Nayara Homem, Por dentro da África

O presente trabalho apresenta um relatório crítico do livro “Afrotopia”, com edição
lançada em 2019 pela N-1 Edições e tradução de Sebastião Nascimento, com 160
páginas, em que traz relevante abordagem acerca dos desafios que o presente e o futuro
africanos delineiam.

Felwine Saar, autor senegalês, economista de formação que, com Achille Mbembe*,
organizou a primeira edição dos “Ateliês do Pensamento” *, com objetivo de estimular
uma corrente investigativa capaz de elaborar África em propostas, ultrapassando a mera
crítica ao período colonial, nos traz texto com primoroso estilo que entremeia dados
colhidos de vasta pesquisa com pensamentos filosóficos, metáforas e figuras de
linguagem, por vezes poéticas, que conduzem o(a) leitor(a) por um caminho instigante,
entrando pelo continente africano, hora desbravando-o em especificidades de cada país
que o compõe, hora vislumbrando um panorama amplo do continente e suas relações
com outras partes do mundo.

No capítulo inicial ”PENSAR A ÁFRICA”, o autor faz uma breve explanação do
desafio contemporâneo da ação título do texto, servindo como bela introdução ao que
virá a seguir no livro. São abordadas questões como o abismo entre o que se deseja de
África como polo criador de saídas e soluções, bem como fonte de recursos para o
mundo em vários aspectos, em contraste com o panorama atual do continente.
Saar vem ainda questionar certos padrões dominantes importados que buscam balizar
a qualidade da vida humana e julgar tantas formas de viver como inadequadas. O autor
encerra o capítulo sem dar uma fórmula precisa acerca do caminho a ser trilhado, porém
expressa a vontade de que os pensadores, principalmente africanos, abracem o desafio
de buscar parâmetros que reflitam os anseios do continente.

- _DADOS FORNECIDOS_
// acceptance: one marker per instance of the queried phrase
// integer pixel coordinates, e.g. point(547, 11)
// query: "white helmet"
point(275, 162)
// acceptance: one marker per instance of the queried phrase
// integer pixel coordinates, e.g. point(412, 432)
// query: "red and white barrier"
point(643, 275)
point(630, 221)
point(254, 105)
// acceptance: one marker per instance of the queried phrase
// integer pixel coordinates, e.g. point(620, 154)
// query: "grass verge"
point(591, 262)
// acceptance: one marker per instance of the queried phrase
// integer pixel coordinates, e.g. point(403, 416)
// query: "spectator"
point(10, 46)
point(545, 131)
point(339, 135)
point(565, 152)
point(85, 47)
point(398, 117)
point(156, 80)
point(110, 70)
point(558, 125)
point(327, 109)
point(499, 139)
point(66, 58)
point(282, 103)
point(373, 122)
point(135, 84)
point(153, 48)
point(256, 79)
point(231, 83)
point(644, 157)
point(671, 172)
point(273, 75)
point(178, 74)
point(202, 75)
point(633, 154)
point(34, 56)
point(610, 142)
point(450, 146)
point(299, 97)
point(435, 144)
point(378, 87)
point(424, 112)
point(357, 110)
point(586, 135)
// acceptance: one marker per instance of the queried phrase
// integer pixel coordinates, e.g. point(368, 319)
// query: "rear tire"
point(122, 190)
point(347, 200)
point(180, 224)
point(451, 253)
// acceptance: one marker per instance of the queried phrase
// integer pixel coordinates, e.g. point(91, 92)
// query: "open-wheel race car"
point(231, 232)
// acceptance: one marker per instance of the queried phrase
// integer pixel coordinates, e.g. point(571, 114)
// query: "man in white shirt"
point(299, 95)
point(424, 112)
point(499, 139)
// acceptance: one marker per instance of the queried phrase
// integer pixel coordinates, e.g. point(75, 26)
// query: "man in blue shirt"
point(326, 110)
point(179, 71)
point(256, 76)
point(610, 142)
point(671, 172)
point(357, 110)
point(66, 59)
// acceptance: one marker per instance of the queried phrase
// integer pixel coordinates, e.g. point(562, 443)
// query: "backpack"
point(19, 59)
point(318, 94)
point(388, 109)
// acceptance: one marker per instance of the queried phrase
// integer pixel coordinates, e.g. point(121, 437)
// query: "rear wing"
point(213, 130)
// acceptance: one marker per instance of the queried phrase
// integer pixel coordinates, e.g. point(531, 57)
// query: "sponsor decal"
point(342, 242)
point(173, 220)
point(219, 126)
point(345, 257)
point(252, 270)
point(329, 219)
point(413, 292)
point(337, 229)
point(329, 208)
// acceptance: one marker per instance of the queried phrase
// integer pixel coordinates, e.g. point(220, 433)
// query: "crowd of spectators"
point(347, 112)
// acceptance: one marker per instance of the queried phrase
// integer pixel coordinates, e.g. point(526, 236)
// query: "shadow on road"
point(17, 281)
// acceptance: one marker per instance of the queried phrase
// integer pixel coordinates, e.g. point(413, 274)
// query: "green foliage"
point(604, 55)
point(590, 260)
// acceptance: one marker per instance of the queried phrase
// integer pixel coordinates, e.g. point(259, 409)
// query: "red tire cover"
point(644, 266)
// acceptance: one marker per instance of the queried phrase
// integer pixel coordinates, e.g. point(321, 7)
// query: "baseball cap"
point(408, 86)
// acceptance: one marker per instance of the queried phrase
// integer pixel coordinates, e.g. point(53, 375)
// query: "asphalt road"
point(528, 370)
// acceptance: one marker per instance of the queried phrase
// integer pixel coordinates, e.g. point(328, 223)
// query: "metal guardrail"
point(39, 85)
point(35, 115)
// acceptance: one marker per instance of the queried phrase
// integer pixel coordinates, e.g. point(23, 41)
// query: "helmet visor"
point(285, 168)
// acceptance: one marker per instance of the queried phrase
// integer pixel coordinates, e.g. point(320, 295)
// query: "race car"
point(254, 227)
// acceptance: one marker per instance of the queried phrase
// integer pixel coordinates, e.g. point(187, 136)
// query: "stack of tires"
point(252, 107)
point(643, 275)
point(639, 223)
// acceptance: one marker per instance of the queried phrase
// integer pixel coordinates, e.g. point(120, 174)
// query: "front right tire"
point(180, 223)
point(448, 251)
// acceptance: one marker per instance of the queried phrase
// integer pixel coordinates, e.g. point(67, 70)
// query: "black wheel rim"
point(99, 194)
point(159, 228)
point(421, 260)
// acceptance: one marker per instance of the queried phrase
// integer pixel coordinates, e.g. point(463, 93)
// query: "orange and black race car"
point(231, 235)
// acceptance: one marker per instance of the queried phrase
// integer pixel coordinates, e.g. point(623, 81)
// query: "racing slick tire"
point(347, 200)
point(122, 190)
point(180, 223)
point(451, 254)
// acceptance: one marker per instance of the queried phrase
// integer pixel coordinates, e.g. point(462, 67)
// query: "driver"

- _ENUNCIADO_
Transcreva, do texto sobre o livro "Afrotopia", o trecho entre "O presente trabalho" e "africanos delineiam.", incluindo ambos.

- _RESPOSTA_
O presente trabalho apresenta um relatório crítico do livro “Afrotopia”, com edição
lançada em 2019 pela N-1 Edições e tradução de Sebastião Nascimento, com 160
páginas, em que traz relevante abordagem acerca dos desafios que o presente e o futuro
africanos delineiam.